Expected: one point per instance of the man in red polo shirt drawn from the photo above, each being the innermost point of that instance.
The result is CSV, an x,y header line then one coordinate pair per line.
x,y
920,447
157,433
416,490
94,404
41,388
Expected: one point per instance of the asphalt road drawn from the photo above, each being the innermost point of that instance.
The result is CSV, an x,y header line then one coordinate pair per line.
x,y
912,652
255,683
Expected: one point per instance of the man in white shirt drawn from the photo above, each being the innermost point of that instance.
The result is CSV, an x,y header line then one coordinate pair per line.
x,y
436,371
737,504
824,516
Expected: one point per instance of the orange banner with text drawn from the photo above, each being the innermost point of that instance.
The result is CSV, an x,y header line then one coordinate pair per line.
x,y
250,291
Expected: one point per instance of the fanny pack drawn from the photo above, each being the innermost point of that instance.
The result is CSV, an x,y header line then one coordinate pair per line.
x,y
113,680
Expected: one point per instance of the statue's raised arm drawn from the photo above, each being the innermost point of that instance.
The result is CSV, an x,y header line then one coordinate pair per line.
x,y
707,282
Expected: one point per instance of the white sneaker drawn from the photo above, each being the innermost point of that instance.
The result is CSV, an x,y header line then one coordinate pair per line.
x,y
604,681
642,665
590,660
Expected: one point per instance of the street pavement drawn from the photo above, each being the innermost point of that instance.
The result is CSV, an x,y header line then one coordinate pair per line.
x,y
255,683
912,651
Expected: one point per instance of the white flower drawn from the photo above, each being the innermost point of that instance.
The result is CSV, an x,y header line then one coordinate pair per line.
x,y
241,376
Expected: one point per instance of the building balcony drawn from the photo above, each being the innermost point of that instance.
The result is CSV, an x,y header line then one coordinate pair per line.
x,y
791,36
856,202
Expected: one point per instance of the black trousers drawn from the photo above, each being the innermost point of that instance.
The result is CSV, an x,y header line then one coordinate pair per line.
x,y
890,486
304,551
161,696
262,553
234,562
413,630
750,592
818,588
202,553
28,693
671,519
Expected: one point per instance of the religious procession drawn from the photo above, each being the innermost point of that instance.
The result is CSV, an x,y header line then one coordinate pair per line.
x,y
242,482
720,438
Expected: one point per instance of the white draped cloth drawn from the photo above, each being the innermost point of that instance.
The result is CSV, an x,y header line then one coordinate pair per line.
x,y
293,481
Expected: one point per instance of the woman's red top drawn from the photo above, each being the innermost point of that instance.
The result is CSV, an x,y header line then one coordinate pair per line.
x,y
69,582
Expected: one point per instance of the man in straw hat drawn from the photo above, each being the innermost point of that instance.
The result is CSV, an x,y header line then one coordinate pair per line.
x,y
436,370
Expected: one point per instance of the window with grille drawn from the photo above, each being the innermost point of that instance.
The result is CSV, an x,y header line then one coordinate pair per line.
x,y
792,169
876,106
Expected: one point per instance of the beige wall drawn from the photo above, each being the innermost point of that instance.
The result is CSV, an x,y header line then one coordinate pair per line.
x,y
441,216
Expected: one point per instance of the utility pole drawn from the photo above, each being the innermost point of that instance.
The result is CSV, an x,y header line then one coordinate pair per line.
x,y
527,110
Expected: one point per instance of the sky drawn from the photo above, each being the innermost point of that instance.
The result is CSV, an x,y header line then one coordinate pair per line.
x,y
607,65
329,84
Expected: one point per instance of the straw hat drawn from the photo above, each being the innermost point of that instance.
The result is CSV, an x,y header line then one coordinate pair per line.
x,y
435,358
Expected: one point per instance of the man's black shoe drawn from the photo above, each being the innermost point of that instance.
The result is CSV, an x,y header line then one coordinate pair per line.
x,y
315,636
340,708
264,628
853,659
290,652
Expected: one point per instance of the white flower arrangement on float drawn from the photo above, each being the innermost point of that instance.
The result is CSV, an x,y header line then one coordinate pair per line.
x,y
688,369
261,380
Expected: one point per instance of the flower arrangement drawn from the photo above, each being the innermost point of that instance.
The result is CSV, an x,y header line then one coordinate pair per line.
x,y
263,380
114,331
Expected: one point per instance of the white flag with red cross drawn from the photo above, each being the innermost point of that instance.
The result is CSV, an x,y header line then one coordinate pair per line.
.....
Reproduce every line of the data above verbatim, in the same order and with the same line breaks.

Expected: one point per instance of the man in red polo shirt drawn from the photo above, each being the innermost point of that instance.
The result is CSV, an x,y header line then one coordinate pair per line.
x,y
920,447
157,433
416,490
94,404
41,388
Expected: one point per instance of the asphalt road drawn from the photo above, each being the innermost point of that instance.
The result is CSV, an x,y header line then one coordinate pair per line.
x,y
912,652
255,683
Expected: one point per instance of the man in white shirt drawn from the photo above, each being the innermost point of that instance.
The result is CSV, an x,y header line then one coordinate pair per line.
x,y
436,371
737,504
824,516
Expected: one point per instance of the orange banner with text drawn from the photo above, each being the innermost point of that instance.
The result is CSV, an x,y header line then one coordinate pair per line.
x,y
250,291
Expected: one point per instance of the fanny pack drawn from the photo above, each being the innermost point of that instance.
The result is CSV, an x,y header line then one coordinate pair per line.
x,y
113,680
Expected: one point per instance of the statue's raised arm drawn from the photo above, each being the innermost point of that instance.
The result is CSV, an x,y header line then one coordinate pair per line.
x,y
707,282
Expected: one point per instance of the white sneaker drawn from the photo above, each being the innermost point of that instance.
The result is CSV, an x,y header line then one coordinate pair per line.
x,y
604,681
642,665
590,660
Expected: one point per instance of the street pavement drawn from the photo above, each being the innermost point of that instance.
The result is CSV, an x,y header line then one coordinate pair per line.
x,y
255,683
912,651
Expected: one point per instance of the white flower drawn from the photo above, each being the innermost point of that instance.
The result is CSV, an x,y header line then one coordinate pair per line.
x,y
241,376
Expected: one point per instance of the building balcony drawn from the photo above, each being the innermost point of that instance.
The result is CSV, an x,y header line then one coordinate pair per line.
x,y
791,36
856,202
Expected: one point per instance of the black trousers drawn from the photo above, each being the innermost point of that instance.
The result is CSV, an x,y header line then one coordinate pair per line.
x,y
890,486
304,551
161,696
262,553
234,562
413,630
750,592
818,588
202,553
28,693
671,519
Expected: one point per instance of the religious procession drawn from the photo above, each being the innermost point of that instance.
The result is CSV, an x,y header line then one coordinate pair per line.
x,y
242,482
720,438
Expected: one point per instance of the white draped cloth drawn from the photo above, each being the innermost point of that instance.
The result is CSV, an x,y header line then one coordinate pair per line.
x,y
293,481
Expected: one point per instance of the woman's red top drawn from the photo above, each being the innermost point of that instance.
The result is CSV, an x,y header line then one coordinate pair per line.
x,y
69,582
Expected: one point per instance of the man in straw hat drawn from the photo above, each being the innermost point of that instance.
The result is CSV, an x,y header line then one coordinate pair per line.
x,y
436,370
Expected: one point per instance of the window with grille drawn from the photo above, each being the innermost point of that instance.
The result is CSV, an x,y header line then one coordinate pair per line.
x,y
792,169
876,106
Expected: one point per instance of the beige wall drawn from the photo above, each being the innermost point of that instance.
The result is CSV, an x,y header line then one coordinate pair per line.
x,y
441,216
Expected: one point per instance of the utility pole drawn from the photo above, each being the innermost point of that instance.
The result is CSV, an x,y header line then one coordinate pair per line.
x,y
527,110
Expected: one point per instance of the sky drawn from the photo above, each being the innermost point of that instance.
The result is CSV, an x,y header line then one coordinate pair per line.
x,y
607,65
329,84
Expected: one point per instance of the straw hat drawn from the photo above, each being the innermost point of that instance.
The result is CSV, an x,y header line then one coordinate pair per line.
x,y
435,358
Expected: one point per instance of the man's black shoe drawn from the photo above, each being the innermost point of that instance.
The result is CSV, an x,y header line then one coordinate pair per line.
x,y
315,636
340,708
264,628
853,659
290,652
Expected: one point per instance of the white flower arrangement on float drawn from the photo above, each being the innermost point of that instance.
The result is CSV, an x,y header line then one coordinate pair per line.
x,y
688,369
261,380
Expected: one point per instance of the flower arrangement drawn from the photo above, each being the innermost point of that instance.
The result is CSV, an x,y header line then one coordinate pair per line.
x,y
263,380
114,331
Expected: one point per instance of the white flag with red cross drawn from the photo above, each being the innermost point of that instance.
The result is CSV, an x,y header line then one coordinate pair per line.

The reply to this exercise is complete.